# READING PASSAGE
*-*-*
African scholarship, our heritage: Celebrating Sabinet African Journals
South Africans observe Heritage Month in September. It is a time to celebrate the diverse traditions, histories, and knowledge systems that make up our national story. Heritage is often thought of in terms of monuments, rituals, or cultural expression. But it also exists in another vital form: Scholarship. The research produced by African scholars on global issues provides an African and South African perspective, in an African and South African context. It is part of a living intellectual heritage that deserves recognition and preservation.
Sabinet African Journals plays a vital role in preserving and sharing this heritage
As one of the continent’s most comprehensive collections of peer-reviewed journals, Sabinet African Journals hosts over six hundred titles. These titles span subjects such as law, medicine, agriculture, education, science, and technology. With more than 543,119 articles, the platform ensures that South African and African voices remain accessible. It preserves our scholarly record and makes it discoverable to the world.
For those exploring heritage, identity, history, indigenous knowledge, and cultural studies, the platform offers particularly rich resources. These journals capture how Africans and South Africans write about themselves and their societies and global issues—perspectives that are often missing from mainstream publishing. The collection of journals are true repository of intellectual heritage: historians re-examining colonial archives alongside oral traditions, anthropologists documenting living cultures, and literature and language scholars preserving storytelling and multilingual expression.
*-*-*
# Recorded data
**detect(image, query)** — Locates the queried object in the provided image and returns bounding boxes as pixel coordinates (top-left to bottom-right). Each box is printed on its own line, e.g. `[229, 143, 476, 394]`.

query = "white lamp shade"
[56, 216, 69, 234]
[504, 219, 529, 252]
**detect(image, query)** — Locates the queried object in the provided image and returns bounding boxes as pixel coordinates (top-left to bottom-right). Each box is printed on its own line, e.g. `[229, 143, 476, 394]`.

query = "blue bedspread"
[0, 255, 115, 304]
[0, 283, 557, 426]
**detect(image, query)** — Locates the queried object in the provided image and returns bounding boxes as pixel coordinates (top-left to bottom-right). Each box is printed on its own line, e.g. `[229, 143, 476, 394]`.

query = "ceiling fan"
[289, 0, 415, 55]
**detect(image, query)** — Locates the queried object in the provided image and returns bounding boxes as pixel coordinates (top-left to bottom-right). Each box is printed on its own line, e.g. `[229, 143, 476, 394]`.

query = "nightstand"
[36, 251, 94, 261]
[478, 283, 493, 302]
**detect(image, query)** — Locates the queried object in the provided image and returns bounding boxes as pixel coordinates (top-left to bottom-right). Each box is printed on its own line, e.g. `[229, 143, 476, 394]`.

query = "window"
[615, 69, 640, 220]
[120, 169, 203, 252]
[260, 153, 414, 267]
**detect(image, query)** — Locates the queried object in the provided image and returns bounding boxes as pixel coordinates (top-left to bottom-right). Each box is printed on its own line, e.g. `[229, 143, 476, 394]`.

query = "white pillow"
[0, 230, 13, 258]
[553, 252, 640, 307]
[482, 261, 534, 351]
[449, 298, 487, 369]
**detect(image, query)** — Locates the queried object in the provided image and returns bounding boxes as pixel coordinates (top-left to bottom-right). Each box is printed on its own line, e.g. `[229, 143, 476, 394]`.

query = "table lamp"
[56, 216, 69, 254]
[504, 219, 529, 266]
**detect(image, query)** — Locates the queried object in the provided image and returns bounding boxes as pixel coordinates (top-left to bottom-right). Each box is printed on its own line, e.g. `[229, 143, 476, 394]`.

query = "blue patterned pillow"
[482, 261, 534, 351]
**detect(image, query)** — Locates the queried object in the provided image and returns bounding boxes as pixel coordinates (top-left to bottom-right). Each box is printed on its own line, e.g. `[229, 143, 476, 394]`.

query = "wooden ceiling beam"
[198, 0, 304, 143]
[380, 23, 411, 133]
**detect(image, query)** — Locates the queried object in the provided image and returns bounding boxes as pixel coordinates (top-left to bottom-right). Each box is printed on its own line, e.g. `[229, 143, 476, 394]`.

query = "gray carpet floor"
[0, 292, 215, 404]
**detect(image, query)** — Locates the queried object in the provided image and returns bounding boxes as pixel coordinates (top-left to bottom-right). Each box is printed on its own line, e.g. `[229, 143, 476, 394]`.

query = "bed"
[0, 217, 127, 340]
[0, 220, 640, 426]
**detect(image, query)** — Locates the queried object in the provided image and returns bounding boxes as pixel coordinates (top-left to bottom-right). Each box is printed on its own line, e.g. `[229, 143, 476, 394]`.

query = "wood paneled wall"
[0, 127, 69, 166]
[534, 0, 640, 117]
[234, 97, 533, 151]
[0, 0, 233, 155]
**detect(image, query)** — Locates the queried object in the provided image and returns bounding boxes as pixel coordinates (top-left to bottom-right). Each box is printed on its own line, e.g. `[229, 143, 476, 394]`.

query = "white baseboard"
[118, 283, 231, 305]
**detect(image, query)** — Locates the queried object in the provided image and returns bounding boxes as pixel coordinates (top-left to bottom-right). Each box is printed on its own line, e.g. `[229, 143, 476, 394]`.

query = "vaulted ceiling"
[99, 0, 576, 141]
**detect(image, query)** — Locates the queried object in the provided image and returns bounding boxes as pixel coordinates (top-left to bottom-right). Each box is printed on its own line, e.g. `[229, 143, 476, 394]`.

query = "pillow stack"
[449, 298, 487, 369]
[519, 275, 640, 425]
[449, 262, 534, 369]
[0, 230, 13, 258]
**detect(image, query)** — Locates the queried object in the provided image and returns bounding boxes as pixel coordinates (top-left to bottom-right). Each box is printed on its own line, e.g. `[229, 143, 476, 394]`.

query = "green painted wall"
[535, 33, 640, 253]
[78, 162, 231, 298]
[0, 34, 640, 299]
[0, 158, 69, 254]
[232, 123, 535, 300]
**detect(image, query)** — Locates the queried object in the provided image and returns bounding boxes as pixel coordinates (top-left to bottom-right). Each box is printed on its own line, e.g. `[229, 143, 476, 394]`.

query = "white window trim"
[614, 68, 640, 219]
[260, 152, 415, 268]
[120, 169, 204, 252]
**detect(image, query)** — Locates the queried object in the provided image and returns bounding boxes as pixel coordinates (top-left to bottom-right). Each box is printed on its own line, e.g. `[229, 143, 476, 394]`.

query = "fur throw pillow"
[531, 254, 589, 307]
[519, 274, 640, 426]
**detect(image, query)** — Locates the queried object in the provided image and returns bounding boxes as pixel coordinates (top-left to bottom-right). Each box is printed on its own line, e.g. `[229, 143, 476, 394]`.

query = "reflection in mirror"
*-*-*
# LIST OF TASKS
• 1. List the subjects that the article on Sabinet African Journals says its more than six hundred titles span.
• 2. Extend the article on Sabinet African Journals by writing the paragraphs that would follow its final sentence.

# OUTPUTS FOR THE TASKS
• 1. Law, medicine, agriculture, education, science, and technology.

• 2.
Heritage Month reminded us that heritage is not static—it is a living conversation. Journals capture that conversation, recording our past and debating our present. By curating, indexing, and disseminating these journals, Sabinet ensures that African scholarship is preserved here at home and enriches global academic networks. Every citation, every use in teaching, and every research project strengthens recognition of South Africa’s scholarly contributions.
Sabinet invites South Africans—students, academics, and researchers alike—to explore Sabinet African Journals as part of our shared intellectual heritage. By engaging with African voices, we honour our past and strengthen the knowledge base that will shape our future.
Heritage is cultural, material, and intellectual. Sabinet African Journals embodies this principle, curating African scholarship for South Africa, Africa, and the world.